▶ _What you should do_
Count the lines of the records below that contain the string "license", treating case as significant. Reply with the number alone.

▶ _Records for the exercise_

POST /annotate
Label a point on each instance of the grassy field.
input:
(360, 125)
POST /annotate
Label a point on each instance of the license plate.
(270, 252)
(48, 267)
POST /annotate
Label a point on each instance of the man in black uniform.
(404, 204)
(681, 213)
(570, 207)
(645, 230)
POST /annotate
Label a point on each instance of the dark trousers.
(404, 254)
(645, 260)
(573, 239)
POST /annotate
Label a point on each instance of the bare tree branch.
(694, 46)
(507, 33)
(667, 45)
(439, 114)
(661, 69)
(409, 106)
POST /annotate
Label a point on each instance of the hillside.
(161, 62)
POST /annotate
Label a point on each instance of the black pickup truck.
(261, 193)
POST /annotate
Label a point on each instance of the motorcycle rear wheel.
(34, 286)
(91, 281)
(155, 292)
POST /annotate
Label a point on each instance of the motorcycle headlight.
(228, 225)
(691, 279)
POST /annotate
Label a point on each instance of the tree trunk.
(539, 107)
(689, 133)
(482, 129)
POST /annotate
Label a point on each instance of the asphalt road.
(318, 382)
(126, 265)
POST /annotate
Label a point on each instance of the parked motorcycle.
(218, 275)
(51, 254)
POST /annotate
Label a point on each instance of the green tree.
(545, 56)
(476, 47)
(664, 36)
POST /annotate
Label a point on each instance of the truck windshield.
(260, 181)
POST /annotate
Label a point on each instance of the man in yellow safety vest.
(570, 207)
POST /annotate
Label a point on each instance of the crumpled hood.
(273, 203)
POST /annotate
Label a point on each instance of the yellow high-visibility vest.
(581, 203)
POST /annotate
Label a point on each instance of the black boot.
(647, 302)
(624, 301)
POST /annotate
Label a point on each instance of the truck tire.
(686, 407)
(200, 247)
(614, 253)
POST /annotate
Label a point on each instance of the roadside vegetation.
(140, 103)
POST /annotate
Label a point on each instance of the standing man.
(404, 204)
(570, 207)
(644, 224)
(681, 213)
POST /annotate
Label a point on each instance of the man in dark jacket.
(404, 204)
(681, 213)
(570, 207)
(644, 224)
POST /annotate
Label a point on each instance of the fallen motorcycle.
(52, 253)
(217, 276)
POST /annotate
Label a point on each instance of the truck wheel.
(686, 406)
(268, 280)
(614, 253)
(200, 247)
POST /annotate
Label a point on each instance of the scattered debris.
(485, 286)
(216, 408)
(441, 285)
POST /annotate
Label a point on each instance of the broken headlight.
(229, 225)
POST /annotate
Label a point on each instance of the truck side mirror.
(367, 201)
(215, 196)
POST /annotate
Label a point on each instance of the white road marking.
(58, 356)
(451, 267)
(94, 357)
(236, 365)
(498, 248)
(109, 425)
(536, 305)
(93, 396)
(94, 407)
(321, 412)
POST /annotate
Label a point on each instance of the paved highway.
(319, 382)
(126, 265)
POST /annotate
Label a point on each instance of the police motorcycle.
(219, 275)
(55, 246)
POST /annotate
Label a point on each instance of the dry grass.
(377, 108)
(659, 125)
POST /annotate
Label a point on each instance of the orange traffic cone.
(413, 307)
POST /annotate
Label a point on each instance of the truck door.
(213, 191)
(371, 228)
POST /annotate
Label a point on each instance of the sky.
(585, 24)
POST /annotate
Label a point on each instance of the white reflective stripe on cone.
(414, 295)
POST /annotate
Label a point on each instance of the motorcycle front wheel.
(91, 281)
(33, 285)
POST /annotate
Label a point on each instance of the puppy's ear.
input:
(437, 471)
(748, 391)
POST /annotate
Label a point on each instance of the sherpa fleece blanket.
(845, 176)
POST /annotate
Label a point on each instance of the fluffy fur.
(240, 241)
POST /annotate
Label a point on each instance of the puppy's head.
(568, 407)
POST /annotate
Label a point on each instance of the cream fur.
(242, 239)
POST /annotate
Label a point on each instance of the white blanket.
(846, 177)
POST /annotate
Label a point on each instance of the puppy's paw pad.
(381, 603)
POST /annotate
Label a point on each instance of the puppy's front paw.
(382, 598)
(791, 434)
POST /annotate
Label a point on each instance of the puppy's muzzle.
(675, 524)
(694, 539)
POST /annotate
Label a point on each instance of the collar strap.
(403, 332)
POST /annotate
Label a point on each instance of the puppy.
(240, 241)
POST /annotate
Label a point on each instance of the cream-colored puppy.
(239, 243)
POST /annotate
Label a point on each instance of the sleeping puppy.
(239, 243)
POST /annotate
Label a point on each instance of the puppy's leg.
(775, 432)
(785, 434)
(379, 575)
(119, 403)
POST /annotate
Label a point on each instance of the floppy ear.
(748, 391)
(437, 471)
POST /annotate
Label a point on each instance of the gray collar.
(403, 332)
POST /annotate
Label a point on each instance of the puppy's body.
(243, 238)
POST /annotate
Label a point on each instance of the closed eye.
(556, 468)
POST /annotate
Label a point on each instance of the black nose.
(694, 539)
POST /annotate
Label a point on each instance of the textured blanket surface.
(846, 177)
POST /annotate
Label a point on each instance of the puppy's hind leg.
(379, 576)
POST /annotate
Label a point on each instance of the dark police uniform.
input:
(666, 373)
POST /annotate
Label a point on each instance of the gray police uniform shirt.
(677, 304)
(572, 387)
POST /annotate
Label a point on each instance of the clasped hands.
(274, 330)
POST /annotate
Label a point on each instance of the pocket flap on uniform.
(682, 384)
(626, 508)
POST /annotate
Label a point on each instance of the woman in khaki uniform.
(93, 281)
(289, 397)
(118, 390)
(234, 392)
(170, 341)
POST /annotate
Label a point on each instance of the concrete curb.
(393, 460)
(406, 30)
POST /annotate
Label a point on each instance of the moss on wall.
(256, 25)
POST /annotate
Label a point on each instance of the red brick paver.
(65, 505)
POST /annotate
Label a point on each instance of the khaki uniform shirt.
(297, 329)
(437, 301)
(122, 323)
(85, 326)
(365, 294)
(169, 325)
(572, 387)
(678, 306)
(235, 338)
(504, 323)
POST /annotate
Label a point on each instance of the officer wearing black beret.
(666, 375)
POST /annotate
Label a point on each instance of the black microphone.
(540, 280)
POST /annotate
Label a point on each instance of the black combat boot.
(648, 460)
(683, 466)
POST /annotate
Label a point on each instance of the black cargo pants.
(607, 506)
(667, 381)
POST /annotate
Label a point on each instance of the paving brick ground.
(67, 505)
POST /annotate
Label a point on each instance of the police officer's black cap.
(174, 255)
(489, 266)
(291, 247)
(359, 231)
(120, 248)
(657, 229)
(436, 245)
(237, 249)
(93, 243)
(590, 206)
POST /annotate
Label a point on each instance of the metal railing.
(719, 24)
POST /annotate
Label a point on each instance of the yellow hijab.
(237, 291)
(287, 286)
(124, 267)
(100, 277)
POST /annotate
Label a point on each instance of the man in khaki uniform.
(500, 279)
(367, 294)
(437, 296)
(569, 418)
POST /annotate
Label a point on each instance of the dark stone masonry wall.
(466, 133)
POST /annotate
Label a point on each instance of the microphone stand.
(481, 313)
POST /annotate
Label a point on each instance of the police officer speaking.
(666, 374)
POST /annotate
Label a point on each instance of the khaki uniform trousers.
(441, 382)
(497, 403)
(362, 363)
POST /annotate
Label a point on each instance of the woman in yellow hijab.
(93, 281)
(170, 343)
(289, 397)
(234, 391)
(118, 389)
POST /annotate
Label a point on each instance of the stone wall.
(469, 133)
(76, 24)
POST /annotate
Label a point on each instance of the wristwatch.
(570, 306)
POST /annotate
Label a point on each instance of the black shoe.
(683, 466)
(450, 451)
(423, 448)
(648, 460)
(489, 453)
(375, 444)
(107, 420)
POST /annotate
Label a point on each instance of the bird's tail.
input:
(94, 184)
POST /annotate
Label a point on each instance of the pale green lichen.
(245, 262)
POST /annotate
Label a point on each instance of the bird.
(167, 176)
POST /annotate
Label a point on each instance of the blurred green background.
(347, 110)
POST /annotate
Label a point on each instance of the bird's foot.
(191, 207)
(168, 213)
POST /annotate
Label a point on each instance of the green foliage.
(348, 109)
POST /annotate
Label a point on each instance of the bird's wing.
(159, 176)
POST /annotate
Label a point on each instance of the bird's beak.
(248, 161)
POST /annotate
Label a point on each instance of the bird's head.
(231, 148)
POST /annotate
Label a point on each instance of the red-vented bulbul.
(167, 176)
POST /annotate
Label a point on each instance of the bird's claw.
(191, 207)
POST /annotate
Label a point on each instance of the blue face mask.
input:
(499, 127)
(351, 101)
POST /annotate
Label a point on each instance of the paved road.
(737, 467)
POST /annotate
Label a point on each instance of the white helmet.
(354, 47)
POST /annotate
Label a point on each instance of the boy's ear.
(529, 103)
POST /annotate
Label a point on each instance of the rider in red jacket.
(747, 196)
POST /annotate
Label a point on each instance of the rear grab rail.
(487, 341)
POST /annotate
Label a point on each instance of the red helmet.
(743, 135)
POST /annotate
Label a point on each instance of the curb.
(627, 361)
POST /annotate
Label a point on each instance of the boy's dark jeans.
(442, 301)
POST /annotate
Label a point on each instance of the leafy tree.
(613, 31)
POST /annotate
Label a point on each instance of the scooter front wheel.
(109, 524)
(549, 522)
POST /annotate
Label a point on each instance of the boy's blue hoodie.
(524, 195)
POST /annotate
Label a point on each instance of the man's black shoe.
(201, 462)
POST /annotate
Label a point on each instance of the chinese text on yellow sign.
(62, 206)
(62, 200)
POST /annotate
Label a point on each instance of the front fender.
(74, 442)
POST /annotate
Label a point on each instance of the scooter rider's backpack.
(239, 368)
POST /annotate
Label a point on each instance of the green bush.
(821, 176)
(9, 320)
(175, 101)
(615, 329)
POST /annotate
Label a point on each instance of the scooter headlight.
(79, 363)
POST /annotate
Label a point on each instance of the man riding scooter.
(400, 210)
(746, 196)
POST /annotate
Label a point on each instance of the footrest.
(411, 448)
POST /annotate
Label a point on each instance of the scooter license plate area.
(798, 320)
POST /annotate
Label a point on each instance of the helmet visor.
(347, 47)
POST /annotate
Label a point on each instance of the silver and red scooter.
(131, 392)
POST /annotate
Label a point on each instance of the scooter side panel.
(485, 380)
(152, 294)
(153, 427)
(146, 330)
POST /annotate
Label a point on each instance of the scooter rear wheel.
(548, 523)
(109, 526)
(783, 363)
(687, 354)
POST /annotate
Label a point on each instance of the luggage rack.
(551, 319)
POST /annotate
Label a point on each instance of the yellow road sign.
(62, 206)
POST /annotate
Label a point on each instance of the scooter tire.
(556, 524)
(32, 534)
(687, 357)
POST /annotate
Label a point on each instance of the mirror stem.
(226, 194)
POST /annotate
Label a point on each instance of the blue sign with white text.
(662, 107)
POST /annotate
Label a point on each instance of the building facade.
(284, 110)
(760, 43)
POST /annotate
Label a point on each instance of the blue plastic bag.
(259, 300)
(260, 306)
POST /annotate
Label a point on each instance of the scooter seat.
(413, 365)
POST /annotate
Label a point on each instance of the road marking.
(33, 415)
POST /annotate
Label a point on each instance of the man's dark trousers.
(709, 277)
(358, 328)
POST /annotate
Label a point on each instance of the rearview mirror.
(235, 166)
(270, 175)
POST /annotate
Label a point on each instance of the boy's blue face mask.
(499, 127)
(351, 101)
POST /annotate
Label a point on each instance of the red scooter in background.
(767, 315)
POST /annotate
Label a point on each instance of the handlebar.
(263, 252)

▶ _Exercise solution_
2